[Raw records]
════════════════

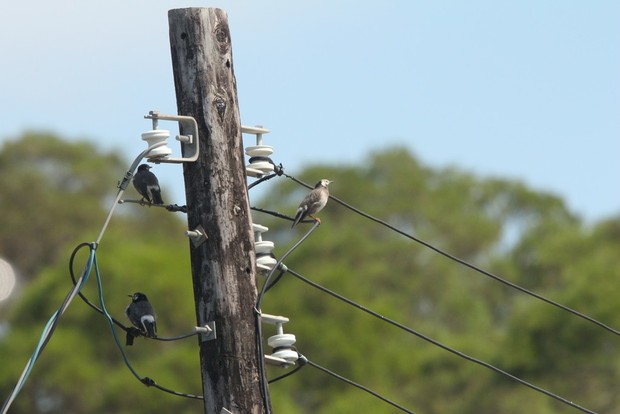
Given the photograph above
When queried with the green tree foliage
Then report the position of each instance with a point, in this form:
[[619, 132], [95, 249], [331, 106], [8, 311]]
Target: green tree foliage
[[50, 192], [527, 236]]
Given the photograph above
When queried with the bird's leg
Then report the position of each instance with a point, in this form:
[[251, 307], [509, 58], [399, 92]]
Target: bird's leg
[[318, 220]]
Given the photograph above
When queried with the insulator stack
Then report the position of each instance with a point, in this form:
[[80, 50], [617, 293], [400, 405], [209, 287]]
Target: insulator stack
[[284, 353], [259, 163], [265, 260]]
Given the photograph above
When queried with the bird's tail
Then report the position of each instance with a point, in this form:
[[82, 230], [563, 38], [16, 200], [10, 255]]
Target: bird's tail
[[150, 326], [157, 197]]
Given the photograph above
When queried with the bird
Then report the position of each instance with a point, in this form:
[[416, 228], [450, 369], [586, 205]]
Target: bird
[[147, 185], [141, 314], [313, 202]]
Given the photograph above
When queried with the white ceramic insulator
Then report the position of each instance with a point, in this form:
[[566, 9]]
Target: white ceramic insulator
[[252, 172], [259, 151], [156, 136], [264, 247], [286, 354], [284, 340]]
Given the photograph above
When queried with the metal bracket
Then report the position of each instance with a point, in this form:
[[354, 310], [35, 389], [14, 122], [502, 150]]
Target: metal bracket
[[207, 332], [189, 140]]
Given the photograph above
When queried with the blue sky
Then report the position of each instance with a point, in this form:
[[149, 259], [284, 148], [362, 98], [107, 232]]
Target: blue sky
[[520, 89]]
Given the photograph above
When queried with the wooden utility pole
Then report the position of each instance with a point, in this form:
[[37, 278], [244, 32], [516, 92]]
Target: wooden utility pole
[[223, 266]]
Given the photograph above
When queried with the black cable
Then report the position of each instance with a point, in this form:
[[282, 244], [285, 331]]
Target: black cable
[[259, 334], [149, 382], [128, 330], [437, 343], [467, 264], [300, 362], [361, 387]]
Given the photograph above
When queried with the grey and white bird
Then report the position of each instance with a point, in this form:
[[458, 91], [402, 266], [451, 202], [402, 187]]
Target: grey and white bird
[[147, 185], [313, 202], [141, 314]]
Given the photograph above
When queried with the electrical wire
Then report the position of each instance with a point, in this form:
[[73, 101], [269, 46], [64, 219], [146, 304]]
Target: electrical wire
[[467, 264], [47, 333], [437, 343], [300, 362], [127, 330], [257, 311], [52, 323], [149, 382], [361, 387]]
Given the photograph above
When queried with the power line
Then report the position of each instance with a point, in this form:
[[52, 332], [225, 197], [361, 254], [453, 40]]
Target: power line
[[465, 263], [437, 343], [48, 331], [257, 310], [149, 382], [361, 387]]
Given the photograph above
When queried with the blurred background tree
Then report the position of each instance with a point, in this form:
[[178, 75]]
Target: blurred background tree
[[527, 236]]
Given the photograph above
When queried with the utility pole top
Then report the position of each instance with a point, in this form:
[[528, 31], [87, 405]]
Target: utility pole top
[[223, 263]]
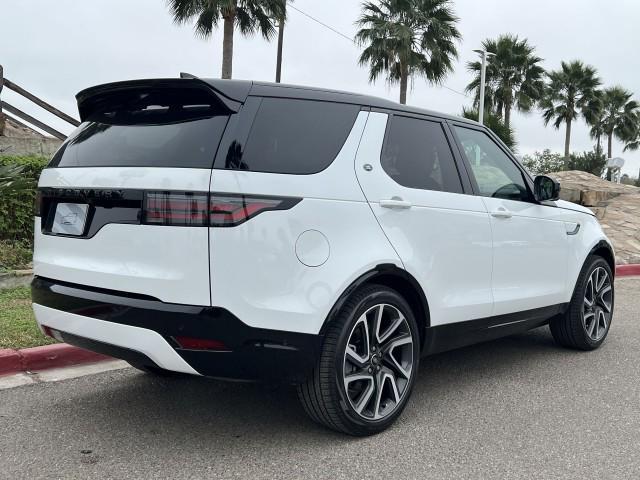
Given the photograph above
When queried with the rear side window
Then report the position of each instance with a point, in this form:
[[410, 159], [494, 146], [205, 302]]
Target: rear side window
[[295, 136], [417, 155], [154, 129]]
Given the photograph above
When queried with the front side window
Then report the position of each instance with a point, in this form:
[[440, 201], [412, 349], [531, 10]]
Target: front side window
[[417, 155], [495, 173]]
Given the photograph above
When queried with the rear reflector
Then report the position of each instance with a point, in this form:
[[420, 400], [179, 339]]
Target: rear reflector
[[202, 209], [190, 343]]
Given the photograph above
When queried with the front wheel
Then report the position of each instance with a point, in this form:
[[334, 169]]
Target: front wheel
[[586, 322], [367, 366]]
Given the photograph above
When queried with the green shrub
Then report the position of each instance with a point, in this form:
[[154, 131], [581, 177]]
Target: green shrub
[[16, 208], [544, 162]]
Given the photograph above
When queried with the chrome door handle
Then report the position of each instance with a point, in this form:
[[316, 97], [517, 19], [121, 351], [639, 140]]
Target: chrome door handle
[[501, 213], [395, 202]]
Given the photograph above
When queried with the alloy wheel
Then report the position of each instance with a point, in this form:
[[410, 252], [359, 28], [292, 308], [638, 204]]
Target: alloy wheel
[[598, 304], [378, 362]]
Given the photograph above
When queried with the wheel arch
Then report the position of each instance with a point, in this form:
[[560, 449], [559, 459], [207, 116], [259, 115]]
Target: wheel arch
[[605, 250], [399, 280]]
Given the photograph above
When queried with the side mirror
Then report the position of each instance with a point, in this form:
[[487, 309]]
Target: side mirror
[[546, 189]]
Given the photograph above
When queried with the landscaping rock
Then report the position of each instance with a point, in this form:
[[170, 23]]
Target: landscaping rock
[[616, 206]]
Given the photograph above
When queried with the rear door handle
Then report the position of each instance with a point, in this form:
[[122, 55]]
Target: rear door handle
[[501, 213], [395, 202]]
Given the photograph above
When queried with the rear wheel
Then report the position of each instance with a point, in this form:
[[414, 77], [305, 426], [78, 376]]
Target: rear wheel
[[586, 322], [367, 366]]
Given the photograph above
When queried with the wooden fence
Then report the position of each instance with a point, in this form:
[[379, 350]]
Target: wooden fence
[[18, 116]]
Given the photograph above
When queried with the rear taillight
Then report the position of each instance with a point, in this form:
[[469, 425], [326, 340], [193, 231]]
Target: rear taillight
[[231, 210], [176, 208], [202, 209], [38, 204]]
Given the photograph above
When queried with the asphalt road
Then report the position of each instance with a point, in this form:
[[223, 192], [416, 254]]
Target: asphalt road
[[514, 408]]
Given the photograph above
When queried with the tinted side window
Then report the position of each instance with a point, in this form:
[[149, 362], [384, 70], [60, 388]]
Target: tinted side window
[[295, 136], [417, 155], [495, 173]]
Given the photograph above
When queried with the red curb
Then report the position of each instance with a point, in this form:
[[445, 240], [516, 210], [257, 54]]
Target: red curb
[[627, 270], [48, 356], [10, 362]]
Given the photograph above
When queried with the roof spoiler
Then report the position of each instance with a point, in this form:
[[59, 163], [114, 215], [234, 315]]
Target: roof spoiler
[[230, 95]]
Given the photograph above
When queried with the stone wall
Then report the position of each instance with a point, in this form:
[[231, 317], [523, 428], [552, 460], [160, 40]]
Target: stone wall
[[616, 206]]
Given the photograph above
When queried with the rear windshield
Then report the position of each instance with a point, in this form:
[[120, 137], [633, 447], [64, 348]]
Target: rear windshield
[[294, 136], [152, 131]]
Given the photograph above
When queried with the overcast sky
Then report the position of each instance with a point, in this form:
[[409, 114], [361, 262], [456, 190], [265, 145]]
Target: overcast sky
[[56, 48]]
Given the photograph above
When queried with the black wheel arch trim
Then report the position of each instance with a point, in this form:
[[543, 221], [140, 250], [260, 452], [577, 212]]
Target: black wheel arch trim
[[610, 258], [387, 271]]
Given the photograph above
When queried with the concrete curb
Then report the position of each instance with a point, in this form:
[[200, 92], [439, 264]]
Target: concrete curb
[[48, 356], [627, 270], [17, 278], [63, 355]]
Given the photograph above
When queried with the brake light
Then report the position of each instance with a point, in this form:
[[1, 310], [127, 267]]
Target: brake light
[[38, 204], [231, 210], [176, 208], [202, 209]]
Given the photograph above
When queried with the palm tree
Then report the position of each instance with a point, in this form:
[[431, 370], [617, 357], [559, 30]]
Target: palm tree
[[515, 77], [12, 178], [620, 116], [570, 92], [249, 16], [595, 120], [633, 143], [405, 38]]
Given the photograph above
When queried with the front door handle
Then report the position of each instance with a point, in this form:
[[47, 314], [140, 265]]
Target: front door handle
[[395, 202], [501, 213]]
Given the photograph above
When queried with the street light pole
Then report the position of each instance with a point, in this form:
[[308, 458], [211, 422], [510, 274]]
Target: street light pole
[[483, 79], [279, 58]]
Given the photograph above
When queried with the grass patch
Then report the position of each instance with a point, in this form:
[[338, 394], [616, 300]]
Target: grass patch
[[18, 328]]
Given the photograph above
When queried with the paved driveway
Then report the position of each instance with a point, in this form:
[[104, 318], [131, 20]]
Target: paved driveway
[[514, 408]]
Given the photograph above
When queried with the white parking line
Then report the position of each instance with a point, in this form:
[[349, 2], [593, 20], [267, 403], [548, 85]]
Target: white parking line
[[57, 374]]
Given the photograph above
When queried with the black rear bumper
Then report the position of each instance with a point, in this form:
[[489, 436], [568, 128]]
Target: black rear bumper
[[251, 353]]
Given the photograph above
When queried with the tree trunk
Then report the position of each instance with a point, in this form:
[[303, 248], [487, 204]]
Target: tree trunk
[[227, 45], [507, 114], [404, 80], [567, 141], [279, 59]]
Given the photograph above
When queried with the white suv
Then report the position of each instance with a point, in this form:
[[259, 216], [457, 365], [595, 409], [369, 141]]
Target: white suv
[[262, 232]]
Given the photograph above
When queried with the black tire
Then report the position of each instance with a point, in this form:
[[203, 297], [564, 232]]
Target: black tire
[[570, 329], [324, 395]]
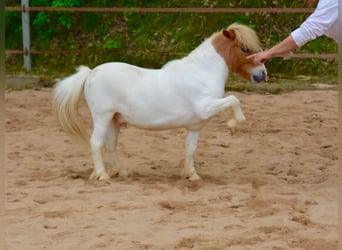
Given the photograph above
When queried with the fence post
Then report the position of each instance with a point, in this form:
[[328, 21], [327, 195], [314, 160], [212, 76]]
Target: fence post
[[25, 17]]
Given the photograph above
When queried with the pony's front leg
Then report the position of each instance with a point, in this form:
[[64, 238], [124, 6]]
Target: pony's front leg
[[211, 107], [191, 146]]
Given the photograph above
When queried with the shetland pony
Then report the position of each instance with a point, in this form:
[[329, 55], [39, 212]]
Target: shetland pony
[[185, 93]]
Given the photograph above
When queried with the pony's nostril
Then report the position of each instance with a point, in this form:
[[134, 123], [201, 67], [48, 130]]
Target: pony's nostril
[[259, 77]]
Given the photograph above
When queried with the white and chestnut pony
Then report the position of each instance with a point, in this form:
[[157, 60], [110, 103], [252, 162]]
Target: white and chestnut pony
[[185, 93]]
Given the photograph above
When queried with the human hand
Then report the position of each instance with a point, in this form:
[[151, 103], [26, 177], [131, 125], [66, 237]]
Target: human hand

════════════════

Directive -
Starting at the beginning of the rows and ending with the line that contains "[[284, 353], [259, 163], [265, 260]]", write those lines again with "photograph" replaced by "image" throughout and everything else left unchanged, omitting the pictures.

Result of the exercise -
Given the image above
When queried with the green tree foliage
Then report the position of each instance with a point, in this form:
[[619, 132], [95, 249], [331, 106], [8, 311]]
Target: green tree foliage
[[50, 192], [527, 236]]
Given the image above
When queried with the bird's leg
Then report the position of each instance with a point, in this form:
[[251, 307], [509, 58], [399, 92]]
Target: bird's leg
[[318, 220]]
Given the image above
When queried with the insulator stack
Then report the position of each instance with a point, in this form:
[[80, 50], [617, 293], [400, 405], [209, 287]]
Target: insulator stack
[[284, 353], [259, 163], [265, 260]]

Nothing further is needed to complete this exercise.